# Problem statement
Say how many lines below contain the word "woman". The number is the entire reply.

# Supplied entries
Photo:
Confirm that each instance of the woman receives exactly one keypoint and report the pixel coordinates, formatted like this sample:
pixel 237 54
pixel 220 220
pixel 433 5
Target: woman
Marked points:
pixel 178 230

# Task response
2